Political violence is an important issue. It affects personal integrity of individuals, and political integrity, decreases democratic quality, and undermines the fairness of the political process. Therefore, it is important to study and to understand when, where and how political violence occurs. The current project will focus in particular on online political violence which has - together with the growth of online (social) media - increased. As such, it will also move beyond the traditional focus of studies on political violence on physical assault, mostly in conflict settings or regimes in transition. In particular, it will define online political violence as any online reaction or comment that violates the personal integrity of individuals involved in the political process and focus on Western post-industrialised societies, including the UK.
Bringing insights from mathematics and computer science into the study of online political violence, the project aims to (1) use political science concepts to examine how far, and how, men and women are targeted differently online; (2) develop artificial intelligence techniques for detecting and predicting the presence, spread, and escalation of online political violence; (3) to develop these insights to prevent the presence, spread, and escalation of online political violence. Throughout the project, a gendered perspective will be taken, as previous research – mostly focusing on physical violence – has suggested that women, and in particular more powerful and visible women, tend to experience more political violence than men.

Entries from a pointing dataset:
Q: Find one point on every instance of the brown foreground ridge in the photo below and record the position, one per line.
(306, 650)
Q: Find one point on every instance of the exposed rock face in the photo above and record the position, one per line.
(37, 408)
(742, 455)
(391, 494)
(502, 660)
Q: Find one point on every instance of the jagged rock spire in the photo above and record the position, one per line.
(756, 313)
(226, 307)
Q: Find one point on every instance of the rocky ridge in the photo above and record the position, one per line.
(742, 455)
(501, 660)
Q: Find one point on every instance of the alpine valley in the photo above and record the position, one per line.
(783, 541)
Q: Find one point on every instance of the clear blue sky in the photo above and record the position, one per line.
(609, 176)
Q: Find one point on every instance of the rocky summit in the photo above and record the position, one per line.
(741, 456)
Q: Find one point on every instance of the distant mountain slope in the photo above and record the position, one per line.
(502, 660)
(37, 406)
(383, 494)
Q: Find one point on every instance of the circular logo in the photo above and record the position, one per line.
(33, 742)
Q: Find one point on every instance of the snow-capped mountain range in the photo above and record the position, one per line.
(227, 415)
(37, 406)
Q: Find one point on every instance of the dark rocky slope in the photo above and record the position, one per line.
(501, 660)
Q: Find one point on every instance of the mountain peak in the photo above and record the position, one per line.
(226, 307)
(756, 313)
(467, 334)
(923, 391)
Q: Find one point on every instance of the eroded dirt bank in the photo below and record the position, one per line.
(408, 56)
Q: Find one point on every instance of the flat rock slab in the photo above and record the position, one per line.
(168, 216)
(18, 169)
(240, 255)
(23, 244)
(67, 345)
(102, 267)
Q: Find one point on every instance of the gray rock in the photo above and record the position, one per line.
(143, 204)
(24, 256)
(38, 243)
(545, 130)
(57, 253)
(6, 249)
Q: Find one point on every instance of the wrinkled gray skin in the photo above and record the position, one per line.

STATED EXERCISE:
Retype the passage of the project description on online political violence word for word, starting at "Political violence is" and ending at "including the UK.".

SOLUTION TO THIS EXERCISE:
Political violence is an important issue. It affects personal integrity of individuals, and political integrity, decreases democratic quality, and undermines the fairness of the political process. Therefore, it is important to study and to understand when, where and how political violence occurs. The current project will focus in particular on online political violence which has - together with the growth of online (social) media - increased. As such, it will also move beyond the traditional focus of studies on political violence on physical assault, mostly in conflict settings or regimes in transition. In particular, it will define online political violence as any online reaction or comment that violates the personal integrity of individuals involved in the political process and focus on Western post-industrialised societies, including the UK.